YOUR GOAL:
Copy the items below, substituting "outliner" for every "segmenter" and changing nothing else. Omit the pictures from your copy.

INPUT ROWS:

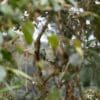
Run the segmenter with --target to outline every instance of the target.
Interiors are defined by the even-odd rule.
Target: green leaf
[[[30,21],[27,21],[23,24],[22,26],[22,32],[24,33],[24,37],[25,37],[25,40],[28,44],[31,44],[32,41],[33,41],[33,31],[34,31],[34,27],[33,27],[33,24],[32,22]]]
[[[1,53],[3,55],[3,59],[7,60],[7,61],[12,61],[12,55],[9,51],[7,51],[6,49],[1,49]]]
[[[0,12],[5,15],[13,15],[13,9],[8,4],[0,5]]]
[[[90,82],[92,79],[93,71],[90,66],[84,67],[80,71],[80,80],[84,87],[90,86]]]
[[[57,35],[49,36],[48,41],[52,48],[54,48],[54,49],[57,48],[58,43],[59,43]]]
[[[94,35],[100,42],[100,17],[94,18],[94,27],[95,27]]]
[[[48,100],[61,100],[59,90],[57,88],[52,88],[48,94]]]
[[[0,66],[0,82],[2,82],[5,77],[6,77],[6,70],[4,69],[3,66]]]

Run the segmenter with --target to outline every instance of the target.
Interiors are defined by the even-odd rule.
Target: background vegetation
[[[0,100],[99,100],[99,76],[99,0],[0,0]]]

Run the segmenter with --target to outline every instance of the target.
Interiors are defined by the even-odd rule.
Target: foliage
[[[0,99],[99,100],[99,27],[98,0],[1,0]]]

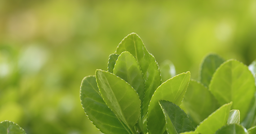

REPLY TO THE EXERCISE:
Run the outliner with --target to outline every instance of the target.
Interiors are defined by the even-odd rule.
Target: green leaf
[[[30,21],[27,21],[23,24],[22,26],[22,32],[24,33],[24,37],[25,37],[25,40],[28,44],[31,44],[32,41],[33,41],[33,31],[34,31],[34,27],[33,27],[33,24],[32,22]]]
[[[1,53],[3,55],[3,59],[7,60],[7,61],[12,61],[12,55],[9,51],[7,51],[6,49],[1,49]]]
[[[0,12],[5,15],[13,15],[13,9],[8,4],[0,5]]]
[[[90,82],[92,79],[93,71],[90,66],[84,67],[80,71],[80,80],[84,87],[90,86]]]
[[[57,35],[49,36],[48,41],[52,48],[54,48],[54,49],[57,48],[58,43],[59,43]]]
[[[94,35],[100,42],[100,17],[94,18],[94,27],[95,27]]]
[[[48,100],[61,100],[59,90],[57,88],[52,88],[48,94]]]
[[[0,66],[0,82],[2,82],[5,77],[6,77],[6,70],[4,69],[3,66]]]

Run the outliner with --target to outline every instance of the target.
Interiors are defined by the even-odd rule.
Target: background vegetation
[[[0,100],[99,100],[99,76],[99,0],[0,0]]]

Run the outliner with --target to outline every instance of the target.
Interiors are defined by the even-odd rule.
Target: foliage
[[[0,99],[99,100],[99,27],[98,0],[1,0]]]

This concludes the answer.